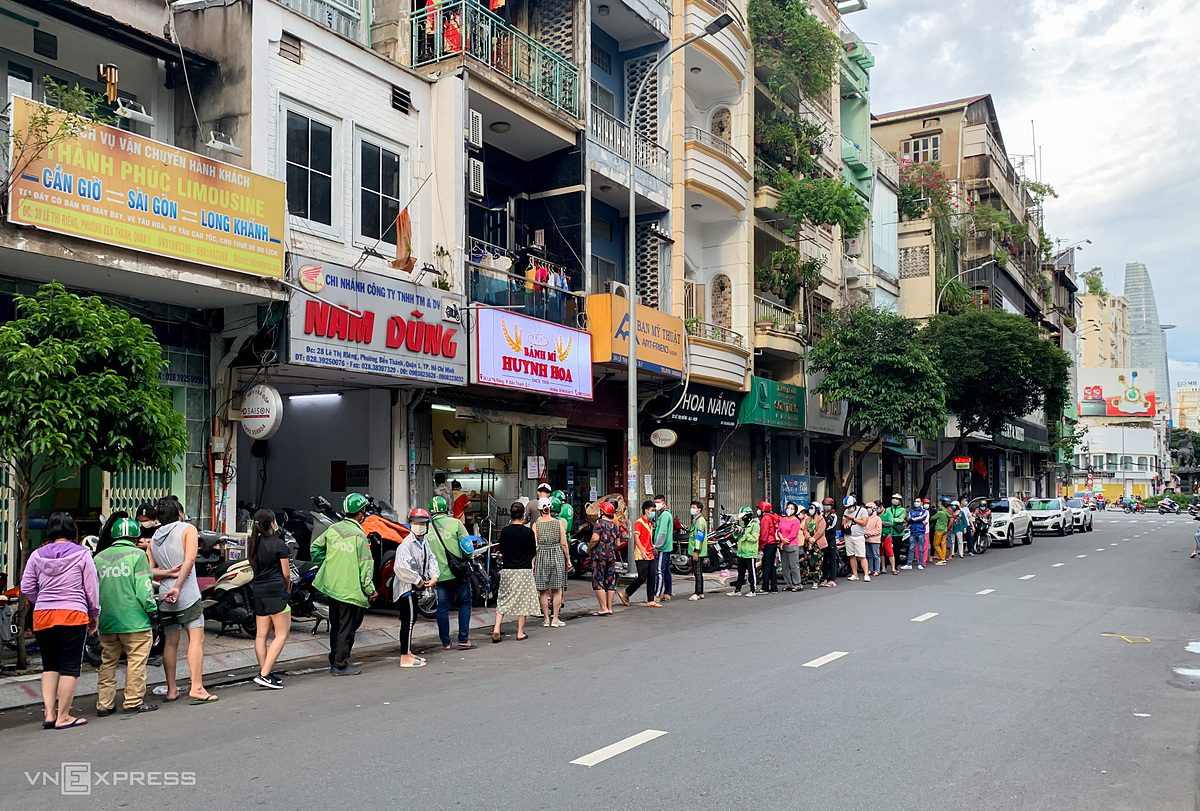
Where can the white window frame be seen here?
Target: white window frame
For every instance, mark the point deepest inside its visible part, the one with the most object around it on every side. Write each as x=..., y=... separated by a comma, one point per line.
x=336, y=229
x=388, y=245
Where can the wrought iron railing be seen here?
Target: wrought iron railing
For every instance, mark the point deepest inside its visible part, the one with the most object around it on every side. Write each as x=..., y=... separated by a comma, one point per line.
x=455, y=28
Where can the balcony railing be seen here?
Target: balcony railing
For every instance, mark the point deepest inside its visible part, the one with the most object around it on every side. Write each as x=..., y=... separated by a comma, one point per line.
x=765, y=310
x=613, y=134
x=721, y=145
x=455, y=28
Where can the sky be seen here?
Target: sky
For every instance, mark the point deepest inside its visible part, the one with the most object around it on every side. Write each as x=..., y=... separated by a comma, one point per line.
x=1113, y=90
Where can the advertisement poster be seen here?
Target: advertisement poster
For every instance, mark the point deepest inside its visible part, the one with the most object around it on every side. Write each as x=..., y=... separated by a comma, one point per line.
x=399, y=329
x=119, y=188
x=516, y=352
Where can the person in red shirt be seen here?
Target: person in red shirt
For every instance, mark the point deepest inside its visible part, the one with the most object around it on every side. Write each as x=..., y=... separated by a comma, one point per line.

+ + + + + + +

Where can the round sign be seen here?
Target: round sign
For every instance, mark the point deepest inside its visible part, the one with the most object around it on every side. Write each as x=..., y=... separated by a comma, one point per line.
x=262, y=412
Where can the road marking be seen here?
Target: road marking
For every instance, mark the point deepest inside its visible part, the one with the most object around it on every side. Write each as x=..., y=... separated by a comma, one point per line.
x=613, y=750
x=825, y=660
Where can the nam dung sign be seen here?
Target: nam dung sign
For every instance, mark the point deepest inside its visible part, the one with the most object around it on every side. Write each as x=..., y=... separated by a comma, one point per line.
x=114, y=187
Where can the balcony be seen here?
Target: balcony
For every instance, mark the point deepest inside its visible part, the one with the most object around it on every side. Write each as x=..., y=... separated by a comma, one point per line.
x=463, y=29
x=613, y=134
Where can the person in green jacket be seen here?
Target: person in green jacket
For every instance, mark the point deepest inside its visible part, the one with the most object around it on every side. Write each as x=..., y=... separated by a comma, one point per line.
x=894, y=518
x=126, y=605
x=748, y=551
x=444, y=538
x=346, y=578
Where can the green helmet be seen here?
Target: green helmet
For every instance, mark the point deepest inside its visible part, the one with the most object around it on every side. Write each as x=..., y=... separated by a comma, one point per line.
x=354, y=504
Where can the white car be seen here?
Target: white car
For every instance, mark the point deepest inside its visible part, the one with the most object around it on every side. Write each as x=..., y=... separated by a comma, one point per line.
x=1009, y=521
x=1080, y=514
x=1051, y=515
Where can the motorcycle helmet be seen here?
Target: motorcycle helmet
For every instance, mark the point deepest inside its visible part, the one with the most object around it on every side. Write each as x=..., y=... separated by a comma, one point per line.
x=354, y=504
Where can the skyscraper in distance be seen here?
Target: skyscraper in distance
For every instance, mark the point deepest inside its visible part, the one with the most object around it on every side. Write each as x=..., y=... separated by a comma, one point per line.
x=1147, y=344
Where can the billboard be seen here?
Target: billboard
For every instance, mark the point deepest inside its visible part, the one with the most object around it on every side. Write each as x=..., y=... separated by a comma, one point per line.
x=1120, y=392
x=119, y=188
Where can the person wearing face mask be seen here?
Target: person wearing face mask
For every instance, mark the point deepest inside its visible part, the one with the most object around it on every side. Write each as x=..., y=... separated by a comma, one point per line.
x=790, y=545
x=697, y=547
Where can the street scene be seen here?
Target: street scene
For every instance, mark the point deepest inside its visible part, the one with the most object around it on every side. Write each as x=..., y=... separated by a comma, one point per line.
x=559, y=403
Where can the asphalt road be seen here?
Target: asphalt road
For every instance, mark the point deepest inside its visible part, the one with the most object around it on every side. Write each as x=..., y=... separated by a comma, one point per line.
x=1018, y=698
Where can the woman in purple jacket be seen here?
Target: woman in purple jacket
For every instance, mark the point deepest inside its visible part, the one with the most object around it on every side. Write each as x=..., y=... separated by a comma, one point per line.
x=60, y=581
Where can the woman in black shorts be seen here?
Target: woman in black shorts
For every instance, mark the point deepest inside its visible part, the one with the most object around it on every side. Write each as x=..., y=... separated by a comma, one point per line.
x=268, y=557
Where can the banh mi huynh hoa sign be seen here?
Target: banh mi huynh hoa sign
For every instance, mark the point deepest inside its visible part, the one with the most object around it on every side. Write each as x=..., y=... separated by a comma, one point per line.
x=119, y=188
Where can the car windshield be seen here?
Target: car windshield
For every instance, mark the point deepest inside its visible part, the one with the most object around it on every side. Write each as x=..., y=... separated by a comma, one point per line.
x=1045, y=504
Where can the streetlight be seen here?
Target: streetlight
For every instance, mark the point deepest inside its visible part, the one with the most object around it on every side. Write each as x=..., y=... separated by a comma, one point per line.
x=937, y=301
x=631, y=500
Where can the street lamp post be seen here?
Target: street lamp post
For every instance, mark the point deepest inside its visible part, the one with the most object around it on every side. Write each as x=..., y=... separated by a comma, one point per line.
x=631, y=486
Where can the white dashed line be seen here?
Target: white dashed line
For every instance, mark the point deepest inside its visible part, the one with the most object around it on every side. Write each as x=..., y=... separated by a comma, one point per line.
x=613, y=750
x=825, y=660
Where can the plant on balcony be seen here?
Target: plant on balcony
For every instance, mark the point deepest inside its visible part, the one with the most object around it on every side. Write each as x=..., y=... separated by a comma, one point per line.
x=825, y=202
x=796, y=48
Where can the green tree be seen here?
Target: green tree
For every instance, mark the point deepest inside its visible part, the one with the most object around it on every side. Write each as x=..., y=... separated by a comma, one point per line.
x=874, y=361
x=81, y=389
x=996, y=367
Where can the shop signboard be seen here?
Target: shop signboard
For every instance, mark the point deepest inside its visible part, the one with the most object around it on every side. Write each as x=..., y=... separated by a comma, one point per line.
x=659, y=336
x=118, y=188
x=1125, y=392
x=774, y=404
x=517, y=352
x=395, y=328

+ + + + + + +

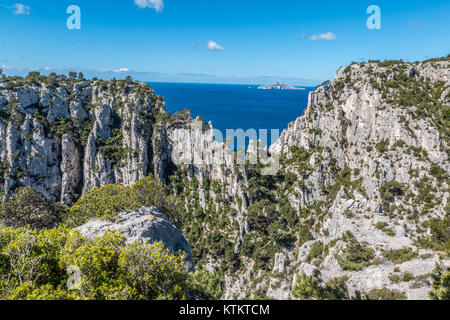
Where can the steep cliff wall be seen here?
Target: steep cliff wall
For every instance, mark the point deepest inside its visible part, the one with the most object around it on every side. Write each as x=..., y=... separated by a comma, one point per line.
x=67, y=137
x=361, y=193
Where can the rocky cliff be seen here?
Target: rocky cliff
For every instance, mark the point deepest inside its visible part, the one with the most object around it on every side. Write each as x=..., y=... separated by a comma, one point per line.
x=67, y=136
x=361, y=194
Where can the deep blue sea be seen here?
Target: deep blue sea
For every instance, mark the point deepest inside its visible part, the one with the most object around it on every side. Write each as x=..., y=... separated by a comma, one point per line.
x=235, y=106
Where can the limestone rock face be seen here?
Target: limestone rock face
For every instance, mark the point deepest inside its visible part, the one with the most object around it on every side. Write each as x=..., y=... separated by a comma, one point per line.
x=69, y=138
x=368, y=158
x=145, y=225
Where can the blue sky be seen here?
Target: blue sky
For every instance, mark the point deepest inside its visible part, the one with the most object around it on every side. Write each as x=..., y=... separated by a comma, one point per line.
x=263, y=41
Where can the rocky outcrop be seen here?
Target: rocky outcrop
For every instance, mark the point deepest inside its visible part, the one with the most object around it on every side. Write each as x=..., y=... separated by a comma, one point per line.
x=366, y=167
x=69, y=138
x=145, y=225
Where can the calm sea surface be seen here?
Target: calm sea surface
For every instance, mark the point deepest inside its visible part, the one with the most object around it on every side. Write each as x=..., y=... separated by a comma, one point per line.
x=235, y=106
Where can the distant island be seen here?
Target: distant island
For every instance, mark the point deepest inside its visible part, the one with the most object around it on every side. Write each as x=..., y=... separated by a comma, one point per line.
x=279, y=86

+ + + + + + +

> Problem description: As the answer, set down only the lines from the data above between the one holding "Target: billboard" and the one holding "Target: streetlight", inclusive, exactly as they read.

> Answer to the problem:
Target: billboard
For every instance, mark the point deepest inside its visible part, the one with the most object around it on every side. Write each as x=..., y=... separated by a comma, one point per line.
x=1120, y=392
x=119, y=188
Where can the person wearing face mask be seen here?
Target: person wearing face mask
For every instance, mark the point deepest inside its visible part, the one with the most object around it on every side. Write each as x=..., y=... separated by a comma, one point per line.
x=790, y=545
x=697, y=547
Where can the street scene be seen here?
Target: street scene
For every instance, mark the point deepest inside its visible part, the one with the most object around it on every side. Write each as x=..., y=... separated by a comma, one point per line.
x=559, y=403
Where can the asphalt road be seen here?
Target: asphalt road
For every instance, mark the point deepest inside its visible part, the one with the most object around it on every side. Write each as x=..., y=... separated by a comma, one point per line.
x=1018, y=698
Where can the woman in purple jacket be seen here?
Target: woman in purple jacket
For every instance, mark the point deepest inside its visible part, the one with the most object around it on every side. Write each as x=..., y=... separated by a comma, one point per line.
x=60, y=581
Where can the woman in black shorts be seen here?
Target: woman in black shorts
For every instance, mark the point deepest inside its visible part, the one with the most object around it on every side. Write each as x=..., y=... separated by a comma, one point per line.
x=268, y=557
Where can the banh mi huynh hoa sign be seen here?
Target: banh mi huynh hoa sign
For every instance, mark the point deepest inside its visible part, the one with the most object around it on every side. Write each as x=..., y=... separated by a comma, one point per line.
x=119, y=188
Where can the car windshield be seen here?
Target: car windshield
For every instance, mark the point deepest inside its visible part, the one with the most object around it on every side. Write each as x=..., y=... separated by a comma, one point per line.
x=1045, y=504
Where can the streetlight be seen here?
Target: streetlight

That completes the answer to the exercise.